----- Текст для чтения

19 – 21 июля в Москве в клубе бывших политкаторжан проходил учредительный съезд СЭСС – Союза эсперантистов советских стран (3). Здесь Ерошенко познакомился с Эрнестом Дрезеном, избранным президентом СЭСС, который вместе с товарищами отправлялся в Нюрнберг. Ерошенко присоединился к советской делегации, и на всем пути в Германию этот необычный "китаец" вызывал добродушные шутки наших эсперантистов. Настроение у Ерошенко было великолепное.
…В Нюрнберге Ерошенко встретил старых знакомых. Но поговорить с ними как следует не удалось: Ерошенко заседал в лингвистических комиссиях, выступал в концертах. Неожиданно обнаружил, что популярен. Даже открытку напечатали к конгрессу: идет по миру Ерошенко с мешком и гитарой за плечами.
Однажды к нему подошел незнакомый человек и сказал:
– Я вас знаю, вы – Ерошенко.
– Да, вы не ошиблись.
– А я Интс Чаче из Латвии. Работаю учителем в школе для слепых, хотя сам вижу хорошо. Я читал ваши сказки и стихи на эсперанто.
– Ну, что о них говорить, ведь известно, что литератор я неважный.

----------
----- Записи набора данных

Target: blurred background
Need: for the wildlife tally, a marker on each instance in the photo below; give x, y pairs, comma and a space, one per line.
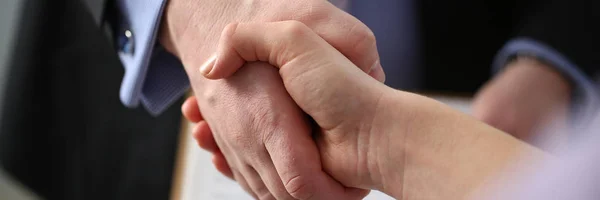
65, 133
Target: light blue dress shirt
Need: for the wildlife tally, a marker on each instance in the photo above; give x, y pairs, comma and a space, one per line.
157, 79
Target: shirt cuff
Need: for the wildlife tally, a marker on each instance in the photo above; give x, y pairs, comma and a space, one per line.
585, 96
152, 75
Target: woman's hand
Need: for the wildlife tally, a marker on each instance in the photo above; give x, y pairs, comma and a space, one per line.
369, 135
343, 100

----------
----- Записи набора данных

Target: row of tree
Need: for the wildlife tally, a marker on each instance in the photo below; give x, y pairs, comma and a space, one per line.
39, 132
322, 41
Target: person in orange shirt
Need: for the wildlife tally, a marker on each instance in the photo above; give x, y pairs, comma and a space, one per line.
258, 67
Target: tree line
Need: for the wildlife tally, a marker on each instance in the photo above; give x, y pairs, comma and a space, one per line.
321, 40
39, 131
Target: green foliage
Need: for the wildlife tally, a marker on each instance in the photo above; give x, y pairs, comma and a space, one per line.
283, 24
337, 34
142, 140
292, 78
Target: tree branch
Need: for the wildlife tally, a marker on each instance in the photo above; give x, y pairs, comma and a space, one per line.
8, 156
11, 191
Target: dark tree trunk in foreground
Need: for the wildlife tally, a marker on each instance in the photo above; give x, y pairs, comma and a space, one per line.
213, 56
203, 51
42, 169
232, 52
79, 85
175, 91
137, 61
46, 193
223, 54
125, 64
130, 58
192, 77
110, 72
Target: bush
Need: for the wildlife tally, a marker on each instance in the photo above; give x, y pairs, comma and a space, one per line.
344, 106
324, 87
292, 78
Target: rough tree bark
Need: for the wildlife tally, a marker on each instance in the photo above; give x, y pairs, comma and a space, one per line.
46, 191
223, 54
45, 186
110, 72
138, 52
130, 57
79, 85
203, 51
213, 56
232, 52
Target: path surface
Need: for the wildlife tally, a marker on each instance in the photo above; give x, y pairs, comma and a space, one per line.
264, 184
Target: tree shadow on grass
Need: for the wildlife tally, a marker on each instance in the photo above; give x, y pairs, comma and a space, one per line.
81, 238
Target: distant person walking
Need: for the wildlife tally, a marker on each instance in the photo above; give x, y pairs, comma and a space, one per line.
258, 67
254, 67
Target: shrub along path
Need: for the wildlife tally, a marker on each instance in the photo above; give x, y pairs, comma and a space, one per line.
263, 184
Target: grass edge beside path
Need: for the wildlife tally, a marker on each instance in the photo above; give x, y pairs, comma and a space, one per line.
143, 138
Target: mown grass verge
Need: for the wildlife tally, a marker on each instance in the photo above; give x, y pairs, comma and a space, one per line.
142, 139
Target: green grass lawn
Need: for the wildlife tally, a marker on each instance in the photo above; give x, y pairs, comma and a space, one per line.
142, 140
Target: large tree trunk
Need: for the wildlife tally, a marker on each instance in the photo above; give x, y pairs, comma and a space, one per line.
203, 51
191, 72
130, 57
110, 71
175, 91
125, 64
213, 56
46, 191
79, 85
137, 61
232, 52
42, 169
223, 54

----------

# Задания
1. Кем работает Интс Чаче, согласно отрывку о Ерошенко?
2. Перечислите, пожалуйста, все географические названия из отрывка о Ерошенко.

# Ответы
1. Учителем в школе для слепых.

2. Москва, Нюрнберг, Германия, Латвия.